Written instruction
Please echo the material from its start through the line that holds "485, 169, 556, 181", both ends included, and leave the pictures out of your answer.

··· Items

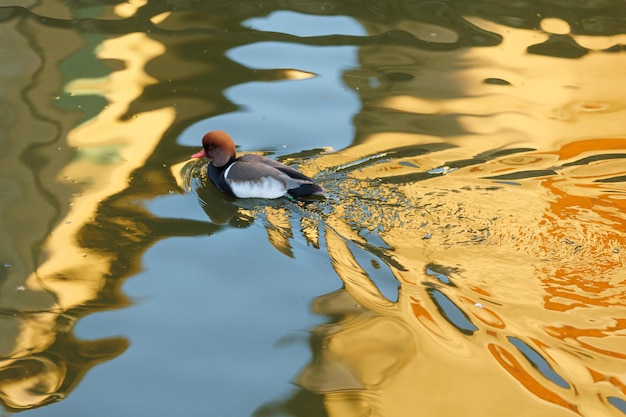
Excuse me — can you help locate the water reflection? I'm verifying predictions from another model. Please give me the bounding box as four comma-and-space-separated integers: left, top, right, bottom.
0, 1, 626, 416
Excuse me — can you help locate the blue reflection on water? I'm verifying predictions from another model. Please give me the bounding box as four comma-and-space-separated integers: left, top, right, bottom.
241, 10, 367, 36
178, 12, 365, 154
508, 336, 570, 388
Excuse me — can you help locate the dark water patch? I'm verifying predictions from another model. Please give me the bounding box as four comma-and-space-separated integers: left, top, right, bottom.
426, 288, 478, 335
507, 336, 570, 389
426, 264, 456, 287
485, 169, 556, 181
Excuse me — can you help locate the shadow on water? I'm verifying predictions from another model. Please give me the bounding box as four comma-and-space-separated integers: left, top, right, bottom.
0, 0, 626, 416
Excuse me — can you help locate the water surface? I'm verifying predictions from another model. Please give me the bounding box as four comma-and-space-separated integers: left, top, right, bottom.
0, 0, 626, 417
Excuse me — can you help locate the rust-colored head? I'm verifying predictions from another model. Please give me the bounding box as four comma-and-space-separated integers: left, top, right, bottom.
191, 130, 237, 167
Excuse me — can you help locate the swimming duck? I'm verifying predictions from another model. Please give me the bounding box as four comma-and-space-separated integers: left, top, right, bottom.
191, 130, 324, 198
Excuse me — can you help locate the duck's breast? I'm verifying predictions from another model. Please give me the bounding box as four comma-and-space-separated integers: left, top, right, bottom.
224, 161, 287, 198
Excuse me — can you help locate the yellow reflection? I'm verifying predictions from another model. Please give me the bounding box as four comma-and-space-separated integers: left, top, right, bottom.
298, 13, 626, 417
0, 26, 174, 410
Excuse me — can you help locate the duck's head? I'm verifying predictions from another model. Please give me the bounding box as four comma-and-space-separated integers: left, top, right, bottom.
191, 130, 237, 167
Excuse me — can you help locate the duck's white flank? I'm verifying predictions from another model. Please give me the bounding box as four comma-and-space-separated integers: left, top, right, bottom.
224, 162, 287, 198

······

Task output
Excuse me — can you help locate the water reflection? I'm verifying predictions from another model. Please give me the bounding box as four comma-and-space-separated integers: left, top, right, bottom.
0, 1, 626, 416
Excuse me — can you help locate the blue reflection on water? I'm verifying predictions from another model. Please give me the bounding box as four comma-and-space-separated integers: left, top, right, bottom.
241, 10, 367, 36
178, 12, 365, 154
508, 336, 570, 388
Excuse me — can you help locate the dark water patch? I'm verifying predictions from another model. Please give me the bounding box as four comma-and-space-separated integers: left, top, right, bottom.
426, 288, 478, 335
507, 336, 570, 389
426, 264, 456, 287
485, 169, 556, 181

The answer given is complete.